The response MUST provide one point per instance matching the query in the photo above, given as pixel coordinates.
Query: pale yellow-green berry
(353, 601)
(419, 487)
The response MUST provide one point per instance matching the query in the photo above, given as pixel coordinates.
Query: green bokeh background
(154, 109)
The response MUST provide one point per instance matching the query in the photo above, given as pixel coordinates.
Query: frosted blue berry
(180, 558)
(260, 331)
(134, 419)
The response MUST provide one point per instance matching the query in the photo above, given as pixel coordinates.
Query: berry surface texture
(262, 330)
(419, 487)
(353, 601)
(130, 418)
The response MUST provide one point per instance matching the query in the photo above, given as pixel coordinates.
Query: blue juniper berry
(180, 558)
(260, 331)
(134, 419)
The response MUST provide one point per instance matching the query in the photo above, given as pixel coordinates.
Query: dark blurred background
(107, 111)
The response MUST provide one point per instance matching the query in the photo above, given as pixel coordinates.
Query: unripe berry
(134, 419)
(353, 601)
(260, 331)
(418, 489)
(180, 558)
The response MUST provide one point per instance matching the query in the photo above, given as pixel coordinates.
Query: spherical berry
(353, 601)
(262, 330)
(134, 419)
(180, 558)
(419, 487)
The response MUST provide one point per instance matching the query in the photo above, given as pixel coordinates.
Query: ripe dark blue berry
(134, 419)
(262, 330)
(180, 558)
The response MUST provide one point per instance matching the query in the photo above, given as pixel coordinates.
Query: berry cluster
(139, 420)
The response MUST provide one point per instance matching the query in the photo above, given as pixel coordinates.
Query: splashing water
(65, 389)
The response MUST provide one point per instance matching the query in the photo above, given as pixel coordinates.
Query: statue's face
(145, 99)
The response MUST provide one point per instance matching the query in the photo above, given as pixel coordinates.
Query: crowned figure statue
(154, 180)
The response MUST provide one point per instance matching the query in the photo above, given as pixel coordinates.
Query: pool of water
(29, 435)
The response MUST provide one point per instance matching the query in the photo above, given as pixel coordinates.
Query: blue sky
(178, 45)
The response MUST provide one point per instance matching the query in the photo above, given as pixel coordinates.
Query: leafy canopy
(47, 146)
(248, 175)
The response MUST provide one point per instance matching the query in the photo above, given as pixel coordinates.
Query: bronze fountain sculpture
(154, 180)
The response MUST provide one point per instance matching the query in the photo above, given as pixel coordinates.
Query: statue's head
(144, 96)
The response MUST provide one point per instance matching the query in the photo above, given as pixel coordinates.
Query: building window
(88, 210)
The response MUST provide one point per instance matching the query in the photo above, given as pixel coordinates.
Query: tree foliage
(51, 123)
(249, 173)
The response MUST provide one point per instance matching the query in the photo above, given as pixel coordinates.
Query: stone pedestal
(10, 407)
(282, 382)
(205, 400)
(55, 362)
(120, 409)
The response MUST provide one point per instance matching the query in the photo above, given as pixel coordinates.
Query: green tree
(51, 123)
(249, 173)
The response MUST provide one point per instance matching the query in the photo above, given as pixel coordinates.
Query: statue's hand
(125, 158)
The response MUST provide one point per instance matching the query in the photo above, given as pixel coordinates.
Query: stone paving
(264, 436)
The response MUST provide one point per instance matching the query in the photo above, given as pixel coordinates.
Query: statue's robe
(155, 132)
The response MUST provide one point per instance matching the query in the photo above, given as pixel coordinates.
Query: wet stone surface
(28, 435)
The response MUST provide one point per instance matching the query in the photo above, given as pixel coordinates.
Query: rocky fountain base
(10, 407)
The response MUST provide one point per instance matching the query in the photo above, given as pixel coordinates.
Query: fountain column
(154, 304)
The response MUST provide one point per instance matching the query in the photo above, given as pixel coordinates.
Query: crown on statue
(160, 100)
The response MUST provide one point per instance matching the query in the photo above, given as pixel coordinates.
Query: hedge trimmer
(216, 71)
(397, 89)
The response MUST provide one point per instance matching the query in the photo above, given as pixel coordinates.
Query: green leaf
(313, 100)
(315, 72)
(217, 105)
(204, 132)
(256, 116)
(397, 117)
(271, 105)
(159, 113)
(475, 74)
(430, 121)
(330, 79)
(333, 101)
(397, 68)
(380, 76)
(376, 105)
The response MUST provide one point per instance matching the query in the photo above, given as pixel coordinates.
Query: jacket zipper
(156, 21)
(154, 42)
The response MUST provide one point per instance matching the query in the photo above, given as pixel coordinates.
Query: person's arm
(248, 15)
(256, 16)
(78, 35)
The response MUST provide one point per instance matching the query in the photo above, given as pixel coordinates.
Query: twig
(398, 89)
************
• Your objective:
Please set down the entire listing once more, exactly as it stands.

• Result of the task:
The response MUST provide one point per instance matching the query in the photo above, given as pixel coordinates.
Query: pale yellow-green berry
(353, 601)
(419, 487)
The response MUST provide one point per instance matching the query in the photo above, given as pixel coordinates.
Query: green bokeh background
(154, 109)
The response MUST provide one point per instance matching the query in the photo above, given as pixel coordinates.
Query: frosted blue berry
(180, 558)
(260, 331)
(134, 419)
The response MUST provide one point per instance matching the query in the photo above, given as pixel coordinates.
Query: berry surface texture
(262, 330)
(419, 487)
(353, 601)
(130, 418)
The response MUST provide one point per instance matching the query in the photo above, given as pixel coordinates.
Query: blue juniper berry
(180, 558)
(260, 331)
(134, 419)
The response MUST provide one point per instance matching the query in the photo above, given as pixel coordinates.
Query: dark blurred background
(107, 111)
The response MUST provide one point per instance matching the query in the photo above, given as pixel coordinates.
Query: unripe berry
(134, 419)
(353, 601)
(260, 331)
(418, 489)
(180, 558)
The response MUST provide one point per instance matching the query in the photo above, given as pixel coordinates.
Query: spherical berry
(353, 601)
(262, 330)
(134, 419)
(180, 558)
(419, 487)
The response MUST provide one point per instance matching the query in the photo above, given as pixel coordinates.
Query: ripe dark blue berry
(134, 419)
(262, 330)
(180, 558)
The response MUST provide one point per instance matching the query in the photo above, given as pixel coordinates.
Query: berry cluster
(139, 420)
The response MUST provide one point per instance matching the query in the photo above, given as pixel coordinates.
Query: splashing water
(65, 389)
The response MUST provide one point per instance matching the query in the photo above, given as pixel coordinates.
Query: statue's face
(145, 99)
The response MUST provide one point per instance matching the query in the photo above, given as pixel coordinates.
Query: crowned figure statue
(154, 180)
The response MUST provide one point per instance matching the query in the photo above, given as pixel coordinates.
Query: pool of water
(29, 435)
The response MUST provide one point per instance matching the query in the photo above, given as pixel coordinates.
Query: blue sky
(178, 45)
The response MUST provide one point per instance matching the query in the photo above, given as pixel coordinates.
Query: leafy canopy
(47, 146)
(248, 175)
The response MUST provide one point per instance matching the query in the photo above, given as pixel coordinates.
Query: bronze fountain sculpture
(154, 180)
The response MUST provide one point per instance matching the query in the photo above, given as pixel coordinates.
Query: statue's head
(144, 96)
The response MUST provide one point per instance matching the query in the photo above, given as pixel coordinates.
Query: building window
(88, 210)
The response MUST provide one point per instance matching the query in the photo above, given as pixel coordinates.
Query: tree foliage
(51, 123)
(249, 173)
The response MUST provide one point per instance matching the query in the photo above, given as pixel coordinates.
Query: stone pedestal
(10, 407)
(282, 382)
(205, 400)
(55, 362)
(120, 409)
The response MUST provide one point per instance matching the query in the photo above, given as pixel coordinates.
Query: green tree
(51, 123)
(249, 173)
The response MUST provide one point per instance matching the query in the photo above, given as pixel coordinates.
Query: statue's hand
(125, 158)
The response MUST provide one point per instance matching the query in the photo above, given as pixel coordinates.
Query: stone paving
(264, 436)
The response MUST provide one point per instance matching the query in the photo above, given as pixel coordinates.
Query: statue's robe
(155, 132)
The response MUST provide one point per instance matching the query in the photo above, given as pixel coordinates.
Query: wet stone surface
(28, 435)
The response MUST provide one point per instance matching the query in the photo above, given as pixel coordinates.
Query: rocky fountain base
(10, 407)
The response MUST provide one point per instance matching the query in the photo above, given as pixel coordinates.
Query: fountain column
(154, 304)
The response MUST provide one point per instance matching the query in the photo above, given as pixel coordinates.
Query: crown on statue
(160, 100)
The response MUST provide one point per instance matching the query in the photo above, given as pixel coordinates.
Query: hedge trimmer
(216, 71)
(397, 89)
The response MUST provide one point per instance matching the query in the photo above, given as pixel coordinates.
Query: green leaf
(313, 100)
(315, 72)
(217, 105)
(204, 132)
(256, 116)
(397, 117)
(271, 105)
(159, 113)
(475, 74)
(430, 121)
(330, 79)
(333, 101)
(397, 68)
(380, 76)
(376, 105)
The response MUST provide one point per instance matching the query in the photo above, given as pixel coordinates.
Query: jacket zipper
(156, 21)
(154, 42)
The response MUST provide one point per instance matching the query in the photo above, given as pixel coordinates.
Query: person's arm
(248, 15)
(256, 16)
(78, 35)
The response MUST provide one point per instance matching the query in the photo above, given as pixel coordinates.
Query: twig
(398, 89)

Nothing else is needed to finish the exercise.